TASK ITEM: Each line below that contains the word "light" must be copied.

INFORMATION GIVEN:
━━━━━━━━

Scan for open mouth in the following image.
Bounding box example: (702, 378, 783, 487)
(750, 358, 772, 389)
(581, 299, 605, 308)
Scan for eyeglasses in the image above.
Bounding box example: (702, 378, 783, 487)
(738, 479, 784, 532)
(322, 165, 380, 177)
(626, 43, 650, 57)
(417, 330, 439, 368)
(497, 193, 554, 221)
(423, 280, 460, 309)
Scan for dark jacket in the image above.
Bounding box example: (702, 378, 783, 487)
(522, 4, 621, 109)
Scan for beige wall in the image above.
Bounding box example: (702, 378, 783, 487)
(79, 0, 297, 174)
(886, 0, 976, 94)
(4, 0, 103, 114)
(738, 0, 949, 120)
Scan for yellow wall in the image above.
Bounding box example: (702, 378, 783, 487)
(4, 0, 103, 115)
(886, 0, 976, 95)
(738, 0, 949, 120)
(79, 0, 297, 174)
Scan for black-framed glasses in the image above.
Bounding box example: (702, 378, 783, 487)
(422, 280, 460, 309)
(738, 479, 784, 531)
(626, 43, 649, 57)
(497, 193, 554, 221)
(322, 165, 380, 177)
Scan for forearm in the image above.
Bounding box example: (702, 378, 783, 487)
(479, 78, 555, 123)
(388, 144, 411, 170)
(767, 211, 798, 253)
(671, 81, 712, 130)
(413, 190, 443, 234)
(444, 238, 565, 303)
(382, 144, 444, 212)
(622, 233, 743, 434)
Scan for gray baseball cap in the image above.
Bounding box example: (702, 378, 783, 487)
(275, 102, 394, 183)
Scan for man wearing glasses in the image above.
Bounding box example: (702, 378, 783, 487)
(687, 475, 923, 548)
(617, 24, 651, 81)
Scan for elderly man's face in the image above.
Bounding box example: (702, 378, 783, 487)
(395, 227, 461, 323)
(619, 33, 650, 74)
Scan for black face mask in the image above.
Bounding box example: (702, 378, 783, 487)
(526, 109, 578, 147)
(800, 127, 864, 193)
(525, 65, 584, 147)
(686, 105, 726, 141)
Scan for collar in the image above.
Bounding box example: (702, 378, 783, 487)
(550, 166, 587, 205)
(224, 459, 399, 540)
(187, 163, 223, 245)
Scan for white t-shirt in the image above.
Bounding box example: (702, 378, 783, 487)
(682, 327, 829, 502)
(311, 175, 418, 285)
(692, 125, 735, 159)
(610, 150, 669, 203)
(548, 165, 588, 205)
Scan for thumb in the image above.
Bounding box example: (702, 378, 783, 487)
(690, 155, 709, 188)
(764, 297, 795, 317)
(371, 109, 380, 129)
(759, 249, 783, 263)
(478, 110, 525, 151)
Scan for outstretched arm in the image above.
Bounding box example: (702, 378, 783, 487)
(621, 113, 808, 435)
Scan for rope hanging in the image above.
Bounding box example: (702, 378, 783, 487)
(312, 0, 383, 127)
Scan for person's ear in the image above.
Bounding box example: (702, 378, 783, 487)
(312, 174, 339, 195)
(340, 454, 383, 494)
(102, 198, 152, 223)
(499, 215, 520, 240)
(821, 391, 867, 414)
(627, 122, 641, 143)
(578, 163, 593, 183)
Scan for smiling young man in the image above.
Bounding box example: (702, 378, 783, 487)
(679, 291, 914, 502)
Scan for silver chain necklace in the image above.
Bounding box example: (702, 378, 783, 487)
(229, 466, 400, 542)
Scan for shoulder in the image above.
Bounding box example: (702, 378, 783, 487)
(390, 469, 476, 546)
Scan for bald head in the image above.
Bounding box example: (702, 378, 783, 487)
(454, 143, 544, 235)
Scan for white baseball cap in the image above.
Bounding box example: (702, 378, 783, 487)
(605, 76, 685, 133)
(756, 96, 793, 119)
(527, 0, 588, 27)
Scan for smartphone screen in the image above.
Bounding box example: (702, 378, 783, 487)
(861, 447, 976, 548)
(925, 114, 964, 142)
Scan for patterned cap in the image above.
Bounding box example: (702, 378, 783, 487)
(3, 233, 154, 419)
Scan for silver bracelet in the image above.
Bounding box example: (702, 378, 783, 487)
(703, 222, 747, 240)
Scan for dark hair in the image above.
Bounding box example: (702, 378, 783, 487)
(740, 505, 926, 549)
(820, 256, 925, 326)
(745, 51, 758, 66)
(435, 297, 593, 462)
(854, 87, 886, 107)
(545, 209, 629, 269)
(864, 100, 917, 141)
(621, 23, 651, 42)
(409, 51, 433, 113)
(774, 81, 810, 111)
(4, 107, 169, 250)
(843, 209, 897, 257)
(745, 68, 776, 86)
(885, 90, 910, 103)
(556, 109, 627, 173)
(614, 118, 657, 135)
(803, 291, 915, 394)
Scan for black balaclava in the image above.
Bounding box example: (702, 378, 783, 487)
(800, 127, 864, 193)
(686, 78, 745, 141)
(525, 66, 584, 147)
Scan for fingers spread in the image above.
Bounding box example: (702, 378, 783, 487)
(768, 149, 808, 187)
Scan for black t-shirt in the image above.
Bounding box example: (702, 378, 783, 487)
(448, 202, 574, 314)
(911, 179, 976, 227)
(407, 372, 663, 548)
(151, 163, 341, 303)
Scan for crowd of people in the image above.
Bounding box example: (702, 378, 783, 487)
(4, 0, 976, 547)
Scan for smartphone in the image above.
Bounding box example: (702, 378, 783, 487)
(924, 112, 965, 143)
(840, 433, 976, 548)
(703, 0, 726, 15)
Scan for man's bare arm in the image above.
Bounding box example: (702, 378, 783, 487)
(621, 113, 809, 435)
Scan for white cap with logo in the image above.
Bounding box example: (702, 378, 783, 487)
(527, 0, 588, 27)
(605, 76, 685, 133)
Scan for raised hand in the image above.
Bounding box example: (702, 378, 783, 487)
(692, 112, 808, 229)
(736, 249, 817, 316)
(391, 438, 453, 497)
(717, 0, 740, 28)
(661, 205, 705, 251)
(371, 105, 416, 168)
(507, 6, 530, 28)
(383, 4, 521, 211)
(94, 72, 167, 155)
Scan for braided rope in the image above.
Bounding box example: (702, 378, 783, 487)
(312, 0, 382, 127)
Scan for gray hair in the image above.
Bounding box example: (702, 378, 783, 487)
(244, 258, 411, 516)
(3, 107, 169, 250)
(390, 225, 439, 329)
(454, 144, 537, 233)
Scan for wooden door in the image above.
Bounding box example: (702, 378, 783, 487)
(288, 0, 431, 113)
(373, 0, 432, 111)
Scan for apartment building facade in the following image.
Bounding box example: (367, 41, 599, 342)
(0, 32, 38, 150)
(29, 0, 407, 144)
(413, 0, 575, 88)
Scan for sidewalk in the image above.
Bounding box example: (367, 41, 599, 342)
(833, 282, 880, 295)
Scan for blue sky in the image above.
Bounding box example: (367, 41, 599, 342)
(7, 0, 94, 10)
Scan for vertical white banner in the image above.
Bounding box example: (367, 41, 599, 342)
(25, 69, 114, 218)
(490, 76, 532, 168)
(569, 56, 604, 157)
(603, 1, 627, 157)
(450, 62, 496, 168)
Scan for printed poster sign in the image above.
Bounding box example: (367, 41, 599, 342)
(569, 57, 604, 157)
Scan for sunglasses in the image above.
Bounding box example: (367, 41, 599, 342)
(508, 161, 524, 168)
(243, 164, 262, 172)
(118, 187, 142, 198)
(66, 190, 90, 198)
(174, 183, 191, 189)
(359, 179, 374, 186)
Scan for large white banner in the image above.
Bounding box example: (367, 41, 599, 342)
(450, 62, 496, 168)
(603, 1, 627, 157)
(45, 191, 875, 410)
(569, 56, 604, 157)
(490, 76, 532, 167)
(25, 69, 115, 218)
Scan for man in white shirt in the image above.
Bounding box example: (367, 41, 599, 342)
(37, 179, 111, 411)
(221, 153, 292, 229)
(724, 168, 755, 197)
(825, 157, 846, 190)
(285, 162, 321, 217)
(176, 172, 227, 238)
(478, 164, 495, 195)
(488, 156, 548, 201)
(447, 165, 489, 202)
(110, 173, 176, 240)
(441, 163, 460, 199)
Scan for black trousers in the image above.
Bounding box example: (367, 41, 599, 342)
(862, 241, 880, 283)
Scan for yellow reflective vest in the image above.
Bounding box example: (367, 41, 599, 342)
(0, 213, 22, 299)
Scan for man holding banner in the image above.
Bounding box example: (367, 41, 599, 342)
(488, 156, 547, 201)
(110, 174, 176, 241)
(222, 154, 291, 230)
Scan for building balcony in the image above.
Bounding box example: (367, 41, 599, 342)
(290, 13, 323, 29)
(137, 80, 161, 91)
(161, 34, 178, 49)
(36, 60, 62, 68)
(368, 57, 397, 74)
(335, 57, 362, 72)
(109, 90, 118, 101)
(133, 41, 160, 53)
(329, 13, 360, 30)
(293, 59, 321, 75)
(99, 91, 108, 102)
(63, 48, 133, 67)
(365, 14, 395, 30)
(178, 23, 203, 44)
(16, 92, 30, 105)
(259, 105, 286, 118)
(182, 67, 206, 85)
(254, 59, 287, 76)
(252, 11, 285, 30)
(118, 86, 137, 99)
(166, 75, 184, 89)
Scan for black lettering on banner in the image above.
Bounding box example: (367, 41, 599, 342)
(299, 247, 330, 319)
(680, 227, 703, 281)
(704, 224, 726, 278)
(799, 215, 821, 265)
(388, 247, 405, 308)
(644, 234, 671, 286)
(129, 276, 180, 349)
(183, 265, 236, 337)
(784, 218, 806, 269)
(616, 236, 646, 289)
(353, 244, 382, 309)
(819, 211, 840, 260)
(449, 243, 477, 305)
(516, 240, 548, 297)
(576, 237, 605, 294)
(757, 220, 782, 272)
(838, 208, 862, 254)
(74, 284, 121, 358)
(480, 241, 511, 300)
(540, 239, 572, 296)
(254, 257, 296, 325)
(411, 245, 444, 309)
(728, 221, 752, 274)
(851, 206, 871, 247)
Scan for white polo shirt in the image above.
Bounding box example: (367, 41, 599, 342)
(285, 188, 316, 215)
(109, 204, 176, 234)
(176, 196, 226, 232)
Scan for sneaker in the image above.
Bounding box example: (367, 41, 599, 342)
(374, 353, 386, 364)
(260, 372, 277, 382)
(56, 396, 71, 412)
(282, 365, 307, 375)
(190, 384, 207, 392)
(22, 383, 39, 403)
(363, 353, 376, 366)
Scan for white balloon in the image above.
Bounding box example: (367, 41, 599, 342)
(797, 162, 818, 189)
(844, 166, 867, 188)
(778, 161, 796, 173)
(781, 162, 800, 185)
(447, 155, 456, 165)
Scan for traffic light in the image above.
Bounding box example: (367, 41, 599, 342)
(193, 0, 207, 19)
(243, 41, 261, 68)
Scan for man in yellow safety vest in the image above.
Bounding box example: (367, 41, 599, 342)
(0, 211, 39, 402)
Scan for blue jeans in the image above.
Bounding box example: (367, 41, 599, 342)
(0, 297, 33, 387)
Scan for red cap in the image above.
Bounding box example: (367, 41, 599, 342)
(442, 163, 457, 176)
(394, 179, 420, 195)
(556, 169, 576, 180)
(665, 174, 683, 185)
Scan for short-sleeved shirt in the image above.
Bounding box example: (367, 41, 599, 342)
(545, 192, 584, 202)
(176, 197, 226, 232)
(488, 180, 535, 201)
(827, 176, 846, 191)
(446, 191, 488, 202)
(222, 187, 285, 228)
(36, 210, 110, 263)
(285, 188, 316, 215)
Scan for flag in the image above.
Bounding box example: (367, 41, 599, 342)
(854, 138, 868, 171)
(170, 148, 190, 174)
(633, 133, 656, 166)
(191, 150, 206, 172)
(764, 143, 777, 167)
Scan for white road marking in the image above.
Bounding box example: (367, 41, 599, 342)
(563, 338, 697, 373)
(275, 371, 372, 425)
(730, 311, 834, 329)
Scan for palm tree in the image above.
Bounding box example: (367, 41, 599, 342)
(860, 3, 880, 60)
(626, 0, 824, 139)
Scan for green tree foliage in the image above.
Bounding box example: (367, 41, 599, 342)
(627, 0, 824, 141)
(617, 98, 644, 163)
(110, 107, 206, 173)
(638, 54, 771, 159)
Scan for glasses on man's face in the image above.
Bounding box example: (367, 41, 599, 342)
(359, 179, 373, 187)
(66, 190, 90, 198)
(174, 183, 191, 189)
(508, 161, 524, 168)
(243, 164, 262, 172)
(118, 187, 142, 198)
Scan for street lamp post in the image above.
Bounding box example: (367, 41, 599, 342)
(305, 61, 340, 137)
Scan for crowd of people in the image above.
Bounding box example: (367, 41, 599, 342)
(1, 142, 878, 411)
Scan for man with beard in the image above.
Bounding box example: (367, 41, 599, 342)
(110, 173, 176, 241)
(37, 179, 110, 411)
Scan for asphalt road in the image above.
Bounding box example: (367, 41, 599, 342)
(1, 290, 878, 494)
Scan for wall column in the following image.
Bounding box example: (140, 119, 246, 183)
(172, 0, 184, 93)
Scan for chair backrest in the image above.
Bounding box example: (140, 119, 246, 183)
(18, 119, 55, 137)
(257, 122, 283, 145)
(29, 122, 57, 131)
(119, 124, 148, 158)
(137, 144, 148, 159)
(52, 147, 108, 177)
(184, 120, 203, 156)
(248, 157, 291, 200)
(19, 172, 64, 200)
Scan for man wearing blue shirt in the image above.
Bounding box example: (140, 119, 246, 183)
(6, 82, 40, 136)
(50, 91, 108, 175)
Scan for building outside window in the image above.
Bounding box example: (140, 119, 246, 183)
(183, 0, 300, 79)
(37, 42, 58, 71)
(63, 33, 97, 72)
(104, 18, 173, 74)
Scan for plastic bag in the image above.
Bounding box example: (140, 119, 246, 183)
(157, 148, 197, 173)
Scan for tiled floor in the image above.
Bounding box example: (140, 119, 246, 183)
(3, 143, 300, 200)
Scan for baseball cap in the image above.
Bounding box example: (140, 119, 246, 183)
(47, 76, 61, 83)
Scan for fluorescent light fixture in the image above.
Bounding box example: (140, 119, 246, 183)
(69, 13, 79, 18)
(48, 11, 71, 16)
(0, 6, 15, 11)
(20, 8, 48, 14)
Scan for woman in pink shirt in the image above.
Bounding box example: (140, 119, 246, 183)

━━━━━━━━

ANSWER FOR THIS EXERCISE:
Scan for traffic light in the image above.
Scan for fluorescent light fixture in the image above.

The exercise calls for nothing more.